Pada tahun 1903, Marie Curie menjadi perempuan pertama yang menerima Hadiah Nobel, bersama Pierre dan Henri Becquerel, dalam bidang Fisika. Delapan tahun kemudian, ia kembali menerima Nobel, kali ini di bidang Kimia. Penghargaan ini pun menjadikannya satu-satunya orang dalam sejarah yang meraih Nobel di dua bidang ilmu berbeda.
Namun, hidup Marie tak pernah mudah. Setelah kematian Pierre akibat kecelakaan, ia melanjutkan penelitian seorang diri. Ia menjadi profesor perempuan pertama di Sorbonne, sebuah pencapaian monumental dalam sejarah akademik Eropa.
Di masa Perang Dunia I, ia bahkan berhasil mengembangkan unit radiologi bergerak untuk membantu tentara yang terluka. Ini menunjukkan bahwa ilmunya juga dimanfaatkan untuk sisi kemanusiaan.

☆ ☆ ☆ ☆

### Permintaan a
Cetak ulang seluruh teks bacaan tentang Marie Curie di atas tanpa mengubah satu kata pun.

☆ ☆ ☆ ☆

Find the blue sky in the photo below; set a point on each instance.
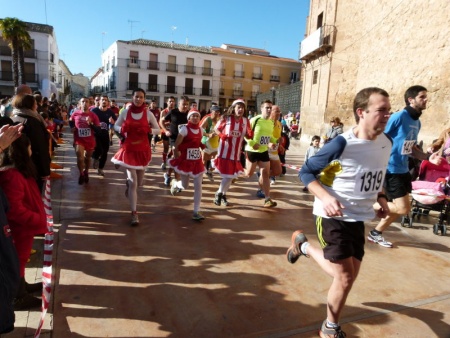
(83, 27)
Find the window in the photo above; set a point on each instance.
(152, 83)
(134, 56)
(189, 86)
(320, 20)
(153, 63)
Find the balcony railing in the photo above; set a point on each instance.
(153, 65)
(257, 76)
(207, 71)
(206, 92)
(189, 69)
(133, 63)
(153, 88)
(5, 76)
(172, 67)
(238, 93)
(170, 89)
(274, 78)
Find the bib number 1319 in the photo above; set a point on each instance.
(370, 181)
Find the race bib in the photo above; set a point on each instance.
(264, 140)
(368, 182)
(84, 132)
(193, 154)
(407, 147)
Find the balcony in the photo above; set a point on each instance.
(238, 93)
(189, 69)
(171, 67)
(257, 76)
(153, 88)
(133, 63)
(274, 78)
(170, 89)
(207, 71)
(320, 42)
(153, 65)
(206, 92)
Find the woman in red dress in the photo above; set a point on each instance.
(187, 160)
(134, 124)
(232, 129)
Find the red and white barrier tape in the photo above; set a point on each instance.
(291, 166)
(48, 253)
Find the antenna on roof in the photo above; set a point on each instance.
(131, 22)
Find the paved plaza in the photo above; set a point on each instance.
(226, 276)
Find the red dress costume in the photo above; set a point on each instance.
(135, 152)
(84, 134)
(190, 160)
(232, 132)
(26, 214)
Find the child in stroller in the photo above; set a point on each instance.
(430, 192)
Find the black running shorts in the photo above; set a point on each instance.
(397, 185)
(340, 239)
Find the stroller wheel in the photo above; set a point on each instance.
(436, 229)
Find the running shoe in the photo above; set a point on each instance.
(218, 198)
(134, 219)
(210, 176)
(224, 200)
(294, 252)
(167, 179)
(326, 332)
(268, 203)
(173, 188)
(198, 216)
(260, 194)
(378, 239)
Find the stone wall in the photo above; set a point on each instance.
(383, 43)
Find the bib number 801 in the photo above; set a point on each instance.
(371, 181)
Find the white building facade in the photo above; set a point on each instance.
(43, 70)
(162, 69)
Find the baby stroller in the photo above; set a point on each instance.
(430, 192)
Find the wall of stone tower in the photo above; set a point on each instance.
(383, 43)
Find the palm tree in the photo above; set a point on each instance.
(15, 33)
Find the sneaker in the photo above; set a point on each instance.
(268, 203)
(173, 188)
(326, 332)
(294, 252)
(167, 179)
(260, 194)
(210, 176)
(218, 198)
(224, 200)
(134, 219)
(198, 216)
(378, 239)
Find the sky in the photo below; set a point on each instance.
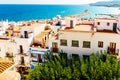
(48, 1)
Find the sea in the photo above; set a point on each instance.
(23, 12)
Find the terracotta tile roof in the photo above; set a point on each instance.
(106, 31)
(5, 65)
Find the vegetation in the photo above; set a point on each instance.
(99, 66)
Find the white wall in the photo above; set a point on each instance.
(87, 36)
(25, 42)
(103, 24)
(67, 21)
(7, 47)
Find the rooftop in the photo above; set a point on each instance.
(4, 65)
(112, 19)
(42, 34)
(81, 27)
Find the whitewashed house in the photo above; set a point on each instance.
(86, 38)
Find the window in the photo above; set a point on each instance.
(75, 43)
(33, 55)
(86, 44)
(63, 42)
(98, 23)
(100, 44)
(108, 24)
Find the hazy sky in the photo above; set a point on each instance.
(48, 1)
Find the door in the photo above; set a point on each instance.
(54, 47)
(21, 49)
(71, 23)
(39, 58)
(114, 27)
(22, 60)
(112, 47)
(25, 34)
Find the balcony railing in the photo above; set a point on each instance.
(112, 51)
(54, 50)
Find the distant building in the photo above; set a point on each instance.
(85, 36)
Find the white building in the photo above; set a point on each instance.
(84, 38)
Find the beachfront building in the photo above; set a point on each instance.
(87, 36)
(3, 26)
(8, 70)
(8, 49)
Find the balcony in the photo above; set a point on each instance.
(9, 55)
(113, 51)
(54, 50)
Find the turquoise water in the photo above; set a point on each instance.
(29, 12)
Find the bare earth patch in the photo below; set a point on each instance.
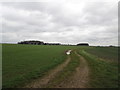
(42, 82)
(80, 78)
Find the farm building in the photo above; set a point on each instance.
(83, 44)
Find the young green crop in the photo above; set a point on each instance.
(22, 63)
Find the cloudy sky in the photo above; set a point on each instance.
(64, 22)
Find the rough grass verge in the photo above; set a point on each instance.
(103, 74)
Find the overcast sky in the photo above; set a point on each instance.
(64, 22)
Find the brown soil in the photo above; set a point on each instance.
(80, 78)
(42, 82)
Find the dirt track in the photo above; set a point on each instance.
(40, 83)
(80, 78)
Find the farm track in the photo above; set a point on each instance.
(42, 82)
(80, 78)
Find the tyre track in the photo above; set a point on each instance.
(80, 78)
(42, 82)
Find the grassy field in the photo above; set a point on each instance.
(67, 71)
(23, 63)
(104, 74)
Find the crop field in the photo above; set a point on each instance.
(22, 64)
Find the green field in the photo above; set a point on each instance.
(23, 63)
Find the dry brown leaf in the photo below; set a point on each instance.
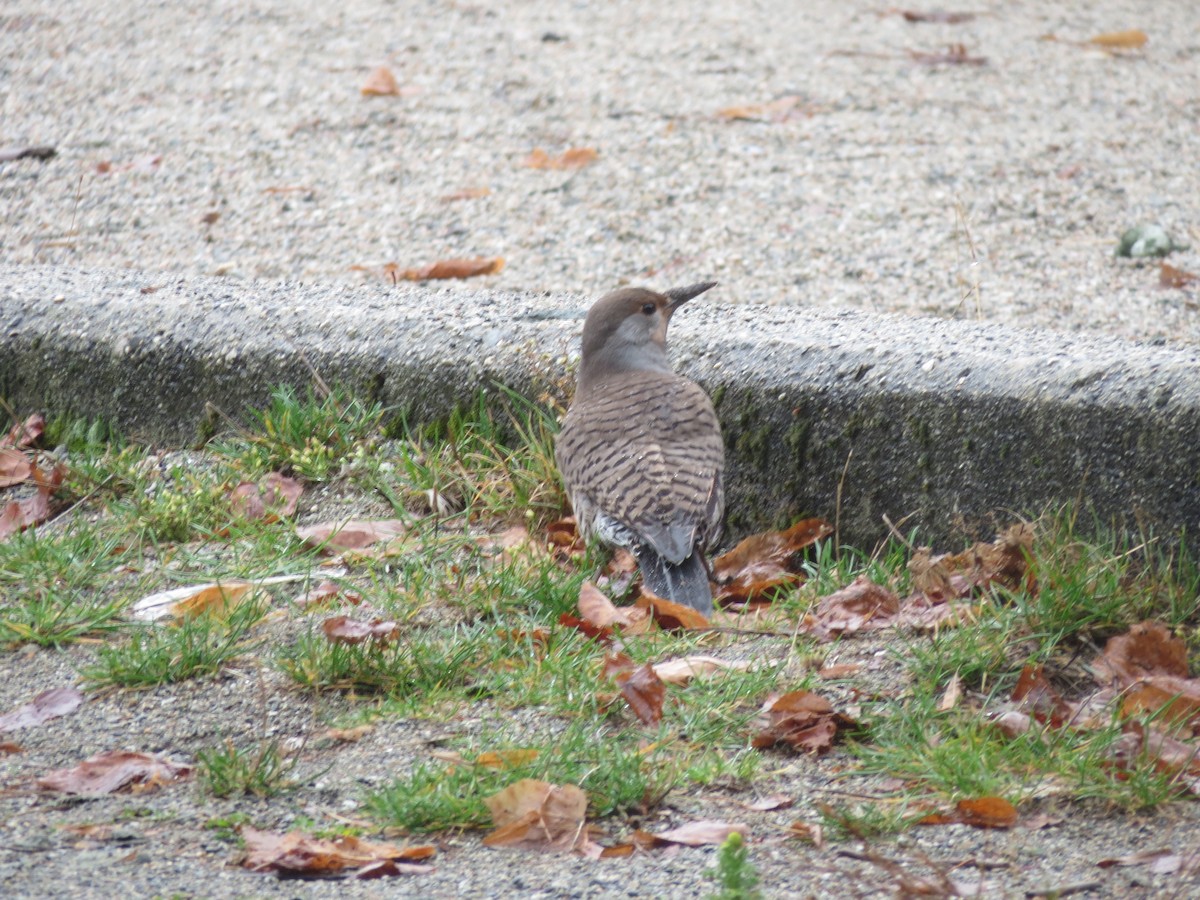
(700, 834)
(936, 16)
(299, 855)
(645, 693)
(15, 467)
(269, 501)
(957, 54)
(18, 515)
(799, 719)
(671, 616)
(352, 534)
(539, 815)
(460, 268)
(46, 706)
(1129, 40)
(1171, 277)
(576, 157)
(1145, 649)
(114, 769)
(777, 111)
(342, 629)
(859, 606)
(681, 671)
(597, 609)
(765, 562)
(381, 83)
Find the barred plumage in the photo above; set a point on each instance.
(641, 450)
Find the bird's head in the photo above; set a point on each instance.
(627, 330)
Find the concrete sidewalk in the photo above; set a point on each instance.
(941, 425)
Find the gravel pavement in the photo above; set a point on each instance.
(232, 139)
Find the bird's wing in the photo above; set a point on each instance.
(649, 455)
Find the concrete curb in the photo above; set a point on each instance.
(945, 426)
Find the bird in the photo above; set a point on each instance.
(640, 450)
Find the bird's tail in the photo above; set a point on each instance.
(684, 583)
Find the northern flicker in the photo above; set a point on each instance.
(641, 450)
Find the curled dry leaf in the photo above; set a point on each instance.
(859, 606)
(114, 769)
(342, 629)
(457, 268)
(352, 534)
(46, 706)
(777, 111)
(381, 83)
(802, 719)
(538, 815)
(299, 855)
(269, 501)
(765, 562)
(576, 157)
(15, 467)
(597, 609)
(670, 616)
(18, 515)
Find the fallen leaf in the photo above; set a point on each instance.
(299, 855)
(1171, 277)
(765, 562)
(576, 157)
(270, 501)
(114, 769)
(461, 268)
(1129, 40)
(381, 83)
(670, 616)
(15, 467)
(700, 834)
(681, 671)
(46, 706)
(775, 801)
(801, 719)
(342, 629)
(539, 815)
(859, 606)
(597, 609)
(987, 813)
(645, 693)
(18, 515)
(777, 111)
(351, 534)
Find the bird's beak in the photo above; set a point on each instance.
(678, 297)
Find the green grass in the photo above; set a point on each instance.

☆ ☆ ☆ ☆

### Permintaan b
Hitung baris dalam data di atas yang memuat kata "brown", lalu tuliskan angkanya saja.

### Jawaban tertulis a
Pada tahun 1903, Marie Curie menjadi perempuan pertama yang menerima Hadiah Nobel, bersama Pierre dan Henri Becquerel, dalam bidang Fisika. Delapan tahun kemudian, ia kembali menerima Nobel, kali ini di bidang Kimia. Penghargaan ini pun menjadikannya satu-satunya orang dalam sejarah yang meraih Nobel di dua bidang ilmu berbeda.
Namun, hidup Marie tak pernah mudah. Setelah kematian Pierre akibat kecelakaan, ia melanjutkan penelitian seorang diri. Ia menjadi profesor perempuan pertama di Sorbonne, sebuah pencapaian monumental dalam sejarah akademik Eropa.
Di masa Perang Dunia I, ia bahkan berhasil mengembangkan unit radiologi bergerak untuk membantu tentara yang terluka. Ini menunjukkan bahwa ilmunya juga dimanfaatkan untuk sisi kemanusiaan.

### Jawaban tertulis b
2